## EXCERPT
══════════

Research Spotlight: Jamison Kantor
Each month, the Communications Team reaches out to members of the Department of English faculty and asks them to elaborate on a current research or creative project they are working on or have recently completed. For this month, we asked Professor Jamison Kantor about his project exploring automatic materiality.
In your own words, as the expert that you are, can you explain the overview of your project?
My current project addresses the idea of automation—or, more specifically, “automatic materiality”—in the literature, art and philosophy of the British Romantic period. Right now, automation is a pretty hot topic among politicians, economists and journalists, many of whom are responding to a pervasive anxiety about automated technology replacing jobs or, more dramatically, reshaping the entire structure of the economy. This research, however, tries to find a broader, theoretical basis for automation—as well as the fears and hopes it inspires—in the cultural representations that came out of the first industrial period, around 1750-1850. So, while I address classic early examples of automation in literature—such as the “automatic scholarship engine” in Gulliver’s Travels or the way that the new rotary printing press may have inspired Keats’s poetry—I also look at phenomena like viruses (or, self-proliferating biological matter) in Mary Shelley, finance capital (money that creates more money automatically) in Horace Walpole and a theory of early technocracy (or, the “automating” of thought through rote processes) in Wordsworth. One of my larger claims is that the Romantics focused on the concept of the automatic as a metonym for larger projections about the future, whether those futures were proto-socialist utopias where machines do all the hard work, or capitalist hegemonies, where those who already have wealth can increase and horde it without the need for human labor.
Now, could you shorten this description into one sentence that uses accessible language?
My new project addresses the idea of automation in British Romantic literature and proposes that the Romantics articulated a variety of different futures based on their relationship with “automated” matter, technology and practices.
In what ways is your research significant?

══════════

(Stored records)
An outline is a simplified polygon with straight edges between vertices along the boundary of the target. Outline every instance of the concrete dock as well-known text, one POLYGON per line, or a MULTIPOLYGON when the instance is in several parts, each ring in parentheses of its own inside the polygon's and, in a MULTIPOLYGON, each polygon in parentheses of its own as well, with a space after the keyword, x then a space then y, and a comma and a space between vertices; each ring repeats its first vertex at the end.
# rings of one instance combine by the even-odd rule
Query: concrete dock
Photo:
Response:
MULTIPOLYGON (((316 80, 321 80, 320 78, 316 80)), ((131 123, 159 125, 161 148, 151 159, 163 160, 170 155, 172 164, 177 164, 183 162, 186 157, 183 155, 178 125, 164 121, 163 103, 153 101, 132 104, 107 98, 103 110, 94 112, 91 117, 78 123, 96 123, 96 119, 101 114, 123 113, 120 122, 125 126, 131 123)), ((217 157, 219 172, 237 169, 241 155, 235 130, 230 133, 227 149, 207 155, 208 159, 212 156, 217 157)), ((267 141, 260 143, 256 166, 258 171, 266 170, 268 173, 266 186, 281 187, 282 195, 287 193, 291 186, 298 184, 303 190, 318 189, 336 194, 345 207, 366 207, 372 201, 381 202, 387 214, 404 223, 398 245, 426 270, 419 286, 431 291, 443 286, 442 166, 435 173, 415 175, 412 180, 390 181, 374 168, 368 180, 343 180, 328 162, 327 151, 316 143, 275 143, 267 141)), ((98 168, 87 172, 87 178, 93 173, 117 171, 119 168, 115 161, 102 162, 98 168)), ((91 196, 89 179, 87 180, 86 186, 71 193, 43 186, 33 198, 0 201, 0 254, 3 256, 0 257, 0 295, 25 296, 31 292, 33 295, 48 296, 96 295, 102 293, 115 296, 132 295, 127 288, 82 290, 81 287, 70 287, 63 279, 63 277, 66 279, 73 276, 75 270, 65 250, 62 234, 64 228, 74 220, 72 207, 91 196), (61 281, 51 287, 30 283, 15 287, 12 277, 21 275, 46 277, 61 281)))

══════════

## WHAT THIS EXERCISE ASKS
(a) Please answer these questions about the interview with Jamison Kantor.
(i) Which group contacts Department of English faculty each month?
(ii) What years does the interview give for the first industrial period?
(iii) In whose work does the project examine finance capital?
(b) Write the next part of the interview with Jamison Kantor, starting after its last line.

## RESPONSES BY TASK
(a)
(i) The Communications Team
(ii) Around 1750-1850
(iii) Horace Walpole

(b)
While automation has been a hot topic in the broader public sphere, matter (or materiality, new approaches to ontology, etc.) has been a major preoccupation of literature scholars for at least the past decade. In fact, there is a whole subfield of scholarship dubbed “The New Materialism” that cuts across disciplines and scholarly interests. My new work is, in part, an attempt to reckon with this turn to matter and materialism in literary criticism. In some of this criticism I see a tendency to valorize encounters with matter as licensing a new, beneficial mutuality between objects and subjects (if I can use these somewhat dated terms). One of my goals in this new book is to show the utterly alienating force of matter—especially a matter that proliferates without our intervention—as well as its liberating potential. If my approach tends to repeat a cliché about the Romantics, that they were skeptical about all forms of mechanization and routine, so be it!
Are you working with any colleagues or collaborators (e.g. grad students)?
I don’t have any collaborators who are working with me directly on the project. But there are many people who have helped me shape the project thus far. Those people include readers from EC:TI and PMLA, the two journals that have published excerpts from the manuscript, curatorial assistants at the London Science Museum, and, of course, my fantastic colleagues in English. Jake Risinger and I have had an ongoing conversation about my chapter on Mary Shelley and the “virus” of history and I’m looking forward to chatting more with Jill Galvan about automatic writing and its interaction with nineteenth-century media technology, which I believe she touches on in her first book.
Where do you see this project going in the future?
I would like this manuscript to be my second book. I’m also looking forward to presenting more of its ideas at conferences and talks. In the interest of expanding the public relevance and interdisciplinary scope of scholarship in English literature, I hope that some of these forums are outside of the humanities. The book may center on authors you are liable to see in your lit course syllabi—Jonathan Swift, Mary Shelley, John Keats—but I’m also trying to make a case for the wider promises and anxieties that imbue all sorts of automated matter, biological, technological or otherwise.
What's next for you?
I’m still in the process of drafting the proposal for my first book, so this second project is—like its argument implies—a kind of future endeavor! But, beyond that, I have a very nascent idea about the cinematic concept of “aspect ratio,” or the panoramic width of the screen in film and T.V. I think there’s something to be said for the premonition of this concept in early gothic literature. As always, I’m sure my colleagues and students interested in these media will be very helpful here!